---------- EXTRACTED TEXT ----------
IE 11 is not supported. For an optimal experience visit our site on another browser.

Bernie Sanders bet big on a small tent to win the Democratic nomination. Here's why it didn't work.

Sanders counted on a loyal base and a crowded 2020 field. But his base was smaller and the party less divided than he expected.
Image:
Bernie Sanders at a Get Out the Early Vote campaign rally in Santa Ana, Calif., on Feb. 21, 2020.Ringo Chiu / AFP - Getty Images

WASHINGTON — Three years ago, Bernie Sanders met with a group of allies on Capitol Hill on a spring day to discuss a potential second bid for the White House.

One adviser argued that the Vermont independent senator would need to win a few more Democratic endorsements if he ran again — just enough to unravel the barbarian-at-the-gates perception — and urged Sanders to consider what a 2020 bid would look like with the backing of a political heavyweight like Rep. Jim Clyburn, the top Democrat in South Carolina.

It’s not a question Sanders wanted answered: the senator never sought the leading black lawmaker's support and Clyburn endorsed Joe Biden just when the former vice president's bid appeared to stall. An overwhelming win in Clyburn's state at the end of February turned into a dominant Super Tuesday showing that allowed Biden to begin amassing the kind of delegate lead that Sanders, when he dropped out of the race for the nomination Wednesday, acknowledged he could not overcome.

The unsought endorsement underscored a campaign strategy that would eventually prove fatal. The senator and his team bet big on a small-tent strategy: one that spent little effort broadening the base or building a wider coalition, but instead leaned into Sanders' existing supporters in the hopes that a divided presidential primary field would open up a path for him to win the nomination without having to dramatically expand his base.
---------- DATASET SECTION ----------
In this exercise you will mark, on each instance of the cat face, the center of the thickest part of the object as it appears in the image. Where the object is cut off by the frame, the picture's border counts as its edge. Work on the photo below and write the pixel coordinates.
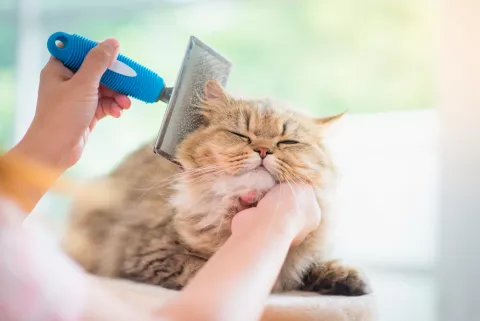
----------
▸ **STATED EXERCISE**: Copy out the whole article above on the Sanders campaign's small-tent strategy, word for word.

▸ **FINAL RESULT**:
IE 11 is not supported. For an optimal experience visit our site on another browser.

Bernie Sanders bet big on a small tent to win the Democratic nomination. Here's why it didn't work.

Sanders counted on a loyal base and a crowded 2020 field. But his base was smaller and the party less divided than he expected.
Image:
Bernie Sanders at a Get Out the Early Vote campaign rally in Santa Ana, Calif., on Feb. 21, 2020.Ringo Chiu / AFP - Getty Images

WASHINGTON — Three years ago, Bernie Sanders met with a group of allies on Capitol Hill on a spring day to discuss a potential second bid for the White House.

One adviser argued that the Vermont independent senator would need to win a few more Democratic endorsements if he ran again — just enough to unravel the barbarian-at-the-gates perception — and urged Sanders to consider what a 2020 bid would look like with the backing of a political heavyweight like Rep. Jim Clyburn, the top Democrat in South Carolina.

It’s not a question Sanders wanted answered: the senator never sought the leading black lawmaker's support and Clyburn endorsed Joe Biden just when the former vice president's bid appeared to stall. An overwhelming win in Clyburn's state at the end of February turned into a dominant Super Tuesday showing that allowed Biden to begin amassing the kind of delegate lead that Sanders, when he dropped out of the race for the nomination Wednesday, acknowledged he could not overcome.

The unsought endorsement underscored a campaign strategy that would eventually prove fatal. The senator and his team bet big on a small-tent strategy: one that spent little effort broadening the base or building a wider coalition, but instead leaned into Sanders' existing supporters in the hopes that a divided presidential primary field would open up a path for him to win the nomination without having to dramatically expand his base.